- DATA FOR REVIEW
'''
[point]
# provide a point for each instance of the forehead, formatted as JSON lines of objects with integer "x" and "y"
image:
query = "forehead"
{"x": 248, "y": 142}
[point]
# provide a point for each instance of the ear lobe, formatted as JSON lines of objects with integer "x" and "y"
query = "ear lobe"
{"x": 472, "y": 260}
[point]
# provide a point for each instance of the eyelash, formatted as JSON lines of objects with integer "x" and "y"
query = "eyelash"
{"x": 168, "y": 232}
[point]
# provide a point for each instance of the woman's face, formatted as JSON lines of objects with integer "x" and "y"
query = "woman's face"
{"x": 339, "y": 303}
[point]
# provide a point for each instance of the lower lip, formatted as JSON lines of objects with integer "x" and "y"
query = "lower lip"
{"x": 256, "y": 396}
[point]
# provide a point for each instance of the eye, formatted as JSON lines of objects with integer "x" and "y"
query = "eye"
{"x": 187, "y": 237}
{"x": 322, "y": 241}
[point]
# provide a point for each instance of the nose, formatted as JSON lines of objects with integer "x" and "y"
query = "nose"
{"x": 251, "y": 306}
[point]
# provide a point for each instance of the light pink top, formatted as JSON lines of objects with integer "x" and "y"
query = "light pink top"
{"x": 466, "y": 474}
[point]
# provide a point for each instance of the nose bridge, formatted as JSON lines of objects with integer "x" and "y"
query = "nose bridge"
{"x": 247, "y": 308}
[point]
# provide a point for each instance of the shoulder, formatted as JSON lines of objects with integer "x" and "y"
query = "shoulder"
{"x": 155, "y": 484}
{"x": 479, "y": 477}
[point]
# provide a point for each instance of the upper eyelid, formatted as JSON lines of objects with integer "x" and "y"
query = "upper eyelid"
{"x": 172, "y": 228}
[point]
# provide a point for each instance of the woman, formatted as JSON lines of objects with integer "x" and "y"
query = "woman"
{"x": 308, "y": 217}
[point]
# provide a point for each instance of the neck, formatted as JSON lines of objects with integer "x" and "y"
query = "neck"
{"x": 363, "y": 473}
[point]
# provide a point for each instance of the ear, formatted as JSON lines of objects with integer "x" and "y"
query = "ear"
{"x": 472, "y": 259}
'''
Only an exact copy of the data above will do.

[point]
# provide a point for each instance of the forehead, formatted as JSON lines of objects with integer "x" and "y"
image:
query = "forehead"
{"x": 248, "y": 142}
[point]
# provide a point for each instance of the ear lobe, formatted as JSON lines of objects with integer "x" and "y"
query = "ear lobe"
{"x": 472, "y": 260}
[point]
# provide a point for each instance of the eyelash, formatted as JSON lines of objects with integer "x" and "y"
query = "eyelash"
{"x": 168, "y": 232}
[point]
# provide a point for each instance of the woman's face, formatted as JSON lines of objects with integer "x" and "y"
query = "woman's face"
{"x": 339, "y": 303}
[point]
# provide a point for each instance of the lower lip, formatted as JSON lines of objects with integer "x" and "y"
query = "lower lip"
{"x": 256, "y": 396}
[point]
# provide a point for each instance of the eye, formatted as JSON lines of objects with integer "x" and "y"
query = "eye"
{"x": 187, "y": 237}
{"x": 322, "y": 241}
[point]
# provide a point for each instance of the nose, formatted as JSON lines of objects with integer "x" and "y"
query = "nose"
{"x": 251, "y": 306}
[point]
# provide a point for each instance of the light pink top, formatted as JSON lines of objects with integer "x" and "y"
query = "light pink top"
{"x": 466, "y": 474}
[point]
# provide a point for each instance of the nose bridge, formatted as JSON lines of objects with integer "x" and "y"
query = "nose bridge"
{"x": 247, "y": 308}
[point]
# provide a point for each instance of the shoulder, formatted as JSON lines of objects with integer "x" and "y"
query = "shoulder"
{"x": 155, "y": 484}
{"x": 479, "y": 477}
[point]
# provide a point for each instance of the upper eyelid, formatted as JSON lines of objects with integer "x" and "y"
query = "upper eyelid"
{"x": 172, "y": 228}
[point]
# provide a point for each instance of the woman, formatted as JSON lines of objects with integer "x" and "y"
query = "woman"
{"x": 308, "y": 217}
[point]
# provide a point for each instance of the neck, formatted as JSON lines of objects with integer "x" and "y"
query = "neck"
{"x": 363, "y": 473}
[point]
# provide a point for each instance of the ear, formatted as JSON lines of objects with integer "x" and "y"
query = "ear"
{"x": 472, "y": 259}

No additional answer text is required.